:: Task requirements ::
Look through the data below for the line with "positive clicks: (278, 264)" and the line with "207L6 202L4 415L591", then output those two and all lines in between, exactly as written.

▬▬▬▬▬▬

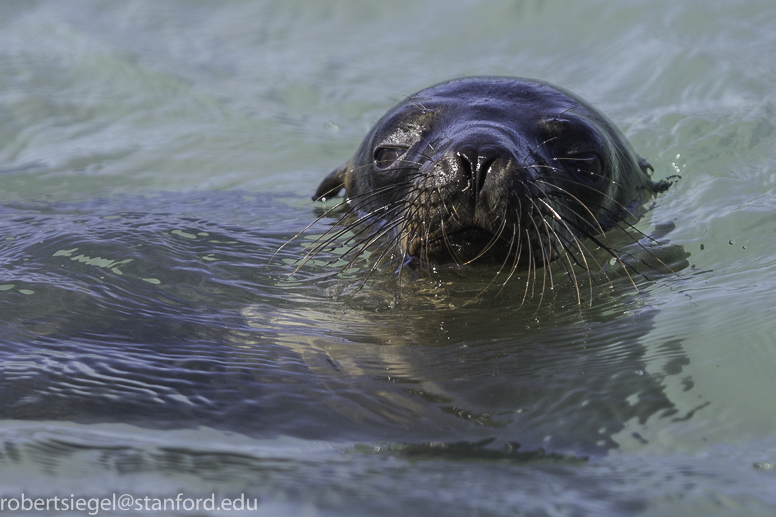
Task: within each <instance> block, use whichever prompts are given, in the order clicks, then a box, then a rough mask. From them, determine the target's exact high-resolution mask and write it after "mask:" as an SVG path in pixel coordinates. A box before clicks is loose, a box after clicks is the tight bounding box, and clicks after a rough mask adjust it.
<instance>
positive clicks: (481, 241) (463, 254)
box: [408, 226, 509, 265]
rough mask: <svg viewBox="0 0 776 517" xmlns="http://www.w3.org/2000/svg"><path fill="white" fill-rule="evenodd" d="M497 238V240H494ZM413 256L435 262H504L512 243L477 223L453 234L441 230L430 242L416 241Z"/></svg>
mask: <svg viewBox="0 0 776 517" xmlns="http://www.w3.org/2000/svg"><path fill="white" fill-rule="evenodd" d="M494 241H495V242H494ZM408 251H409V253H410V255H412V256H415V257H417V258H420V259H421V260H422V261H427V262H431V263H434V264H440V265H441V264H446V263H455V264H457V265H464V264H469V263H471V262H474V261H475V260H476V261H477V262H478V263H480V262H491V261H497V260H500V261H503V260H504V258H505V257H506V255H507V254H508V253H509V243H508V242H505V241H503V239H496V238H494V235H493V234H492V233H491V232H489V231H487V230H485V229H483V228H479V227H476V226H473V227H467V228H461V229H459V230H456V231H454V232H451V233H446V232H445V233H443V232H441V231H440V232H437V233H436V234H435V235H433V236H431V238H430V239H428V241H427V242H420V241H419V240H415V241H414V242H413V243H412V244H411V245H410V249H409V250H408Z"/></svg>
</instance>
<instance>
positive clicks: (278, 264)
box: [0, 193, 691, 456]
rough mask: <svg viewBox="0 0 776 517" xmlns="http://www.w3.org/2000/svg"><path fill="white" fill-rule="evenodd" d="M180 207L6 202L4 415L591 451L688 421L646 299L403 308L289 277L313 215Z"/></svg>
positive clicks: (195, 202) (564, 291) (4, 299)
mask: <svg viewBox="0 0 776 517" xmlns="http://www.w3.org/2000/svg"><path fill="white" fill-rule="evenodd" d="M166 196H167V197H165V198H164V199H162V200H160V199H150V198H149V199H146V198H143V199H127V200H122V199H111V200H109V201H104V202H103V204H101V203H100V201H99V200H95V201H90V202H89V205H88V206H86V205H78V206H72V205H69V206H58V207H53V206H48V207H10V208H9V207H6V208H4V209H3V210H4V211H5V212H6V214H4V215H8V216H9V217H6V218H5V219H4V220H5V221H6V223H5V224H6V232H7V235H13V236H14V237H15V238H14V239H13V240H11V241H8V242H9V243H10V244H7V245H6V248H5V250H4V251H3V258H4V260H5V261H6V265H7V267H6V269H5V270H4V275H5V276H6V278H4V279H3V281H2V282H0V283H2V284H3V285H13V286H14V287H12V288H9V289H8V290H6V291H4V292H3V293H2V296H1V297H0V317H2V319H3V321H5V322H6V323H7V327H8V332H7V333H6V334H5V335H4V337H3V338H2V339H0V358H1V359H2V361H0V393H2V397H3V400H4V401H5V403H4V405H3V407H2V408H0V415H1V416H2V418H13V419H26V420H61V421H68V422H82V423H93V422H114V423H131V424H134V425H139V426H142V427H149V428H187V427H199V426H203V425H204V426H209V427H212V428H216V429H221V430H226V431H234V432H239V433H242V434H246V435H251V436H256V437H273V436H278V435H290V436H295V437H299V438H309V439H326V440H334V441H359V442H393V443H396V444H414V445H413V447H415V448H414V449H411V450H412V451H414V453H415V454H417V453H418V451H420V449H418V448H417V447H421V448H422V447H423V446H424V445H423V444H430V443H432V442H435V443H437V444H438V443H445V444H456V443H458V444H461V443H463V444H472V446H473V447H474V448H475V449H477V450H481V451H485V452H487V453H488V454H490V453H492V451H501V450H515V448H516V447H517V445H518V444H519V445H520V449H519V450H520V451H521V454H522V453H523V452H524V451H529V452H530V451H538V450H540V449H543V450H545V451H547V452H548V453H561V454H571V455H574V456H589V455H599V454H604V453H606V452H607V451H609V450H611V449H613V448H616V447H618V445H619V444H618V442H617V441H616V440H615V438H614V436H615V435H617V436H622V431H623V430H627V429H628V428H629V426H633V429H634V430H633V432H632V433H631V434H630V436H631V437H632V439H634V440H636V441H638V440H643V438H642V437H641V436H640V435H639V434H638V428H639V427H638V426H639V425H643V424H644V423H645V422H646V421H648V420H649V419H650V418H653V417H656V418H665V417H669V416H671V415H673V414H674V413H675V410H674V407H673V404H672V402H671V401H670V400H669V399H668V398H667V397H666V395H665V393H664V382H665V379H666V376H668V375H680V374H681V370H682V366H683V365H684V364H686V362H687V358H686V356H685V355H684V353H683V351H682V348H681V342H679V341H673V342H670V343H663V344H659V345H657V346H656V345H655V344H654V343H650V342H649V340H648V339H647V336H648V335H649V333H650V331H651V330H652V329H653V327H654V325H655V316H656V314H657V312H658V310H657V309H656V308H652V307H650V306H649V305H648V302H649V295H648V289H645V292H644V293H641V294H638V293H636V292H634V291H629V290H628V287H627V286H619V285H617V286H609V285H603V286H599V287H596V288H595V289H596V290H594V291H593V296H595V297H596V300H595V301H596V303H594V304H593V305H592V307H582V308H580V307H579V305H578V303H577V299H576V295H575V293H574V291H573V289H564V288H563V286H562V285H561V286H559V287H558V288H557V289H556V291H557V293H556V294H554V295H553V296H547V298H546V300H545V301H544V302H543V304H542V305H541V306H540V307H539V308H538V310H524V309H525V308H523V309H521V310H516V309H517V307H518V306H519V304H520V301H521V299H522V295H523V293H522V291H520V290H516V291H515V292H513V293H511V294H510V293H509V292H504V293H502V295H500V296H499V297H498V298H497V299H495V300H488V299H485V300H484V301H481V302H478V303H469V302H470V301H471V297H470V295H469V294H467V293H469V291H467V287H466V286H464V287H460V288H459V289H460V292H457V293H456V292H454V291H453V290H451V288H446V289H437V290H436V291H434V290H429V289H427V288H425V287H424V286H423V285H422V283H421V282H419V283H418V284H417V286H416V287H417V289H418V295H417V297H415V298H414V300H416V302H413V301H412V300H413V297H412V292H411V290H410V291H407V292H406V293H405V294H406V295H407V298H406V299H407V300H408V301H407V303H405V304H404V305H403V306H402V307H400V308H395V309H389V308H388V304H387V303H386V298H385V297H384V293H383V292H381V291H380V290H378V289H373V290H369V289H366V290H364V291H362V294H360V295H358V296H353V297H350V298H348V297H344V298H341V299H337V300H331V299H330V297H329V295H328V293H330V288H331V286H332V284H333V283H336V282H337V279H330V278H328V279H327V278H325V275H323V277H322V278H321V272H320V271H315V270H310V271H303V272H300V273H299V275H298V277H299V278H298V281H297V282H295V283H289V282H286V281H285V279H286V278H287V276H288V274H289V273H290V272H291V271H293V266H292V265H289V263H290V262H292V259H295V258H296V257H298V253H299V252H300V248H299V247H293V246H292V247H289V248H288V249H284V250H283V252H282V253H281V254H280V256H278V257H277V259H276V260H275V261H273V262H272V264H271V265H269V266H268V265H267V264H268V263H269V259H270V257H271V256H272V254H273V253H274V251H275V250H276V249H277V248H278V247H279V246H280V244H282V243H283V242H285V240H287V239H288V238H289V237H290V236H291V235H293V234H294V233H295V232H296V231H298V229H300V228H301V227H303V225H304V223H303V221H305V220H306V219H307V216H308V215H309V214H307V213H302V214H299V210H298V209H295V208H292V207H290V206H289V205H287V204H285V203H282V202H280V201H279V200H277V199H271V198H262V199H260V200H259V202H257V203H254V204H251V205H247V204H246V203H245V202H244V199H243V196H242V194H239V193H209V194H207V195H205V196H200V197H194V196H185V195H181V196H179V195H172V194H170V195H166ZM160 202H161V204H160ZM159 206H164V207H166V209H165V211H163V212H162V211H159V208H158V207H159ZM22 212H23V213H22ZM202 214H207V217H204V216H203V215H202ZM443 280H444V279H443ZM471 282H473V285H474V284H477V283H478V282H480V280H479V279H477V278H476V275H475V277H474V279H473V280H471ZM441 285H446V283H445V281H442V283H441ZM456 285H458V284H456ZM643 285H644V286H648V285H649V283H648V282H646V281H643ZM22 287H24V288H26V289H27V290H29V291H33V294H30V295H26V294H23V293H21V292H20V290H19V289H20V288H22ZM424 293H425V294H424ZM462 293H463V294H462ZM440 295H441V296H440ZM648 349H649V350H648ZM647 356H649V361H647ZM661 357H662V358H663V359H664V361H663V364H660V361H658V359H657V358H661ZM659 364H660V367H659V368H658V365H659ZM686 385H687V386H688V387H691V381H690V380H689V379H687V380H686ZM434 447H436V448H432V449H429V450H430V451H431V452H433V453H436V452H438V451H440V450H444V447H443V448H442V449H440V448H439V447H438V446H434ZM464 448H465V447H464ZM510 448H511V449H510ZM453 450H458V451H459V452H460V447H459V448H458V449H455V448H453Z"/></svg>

▬▬▬▬▬▬

:: The completed task ::
positive clicks: (278, 264)
box: [0, 193, 691, 456]
rough mask: <svg viewBox="0 0 776 517" xmlns="http://www.w3.org/2000/svg"><path fill="white" fill-rule="evenodd" d="M180 207L6 202L4 415L591 451L688 421L646 299L403 308L289 277L313 215Z"/></svg>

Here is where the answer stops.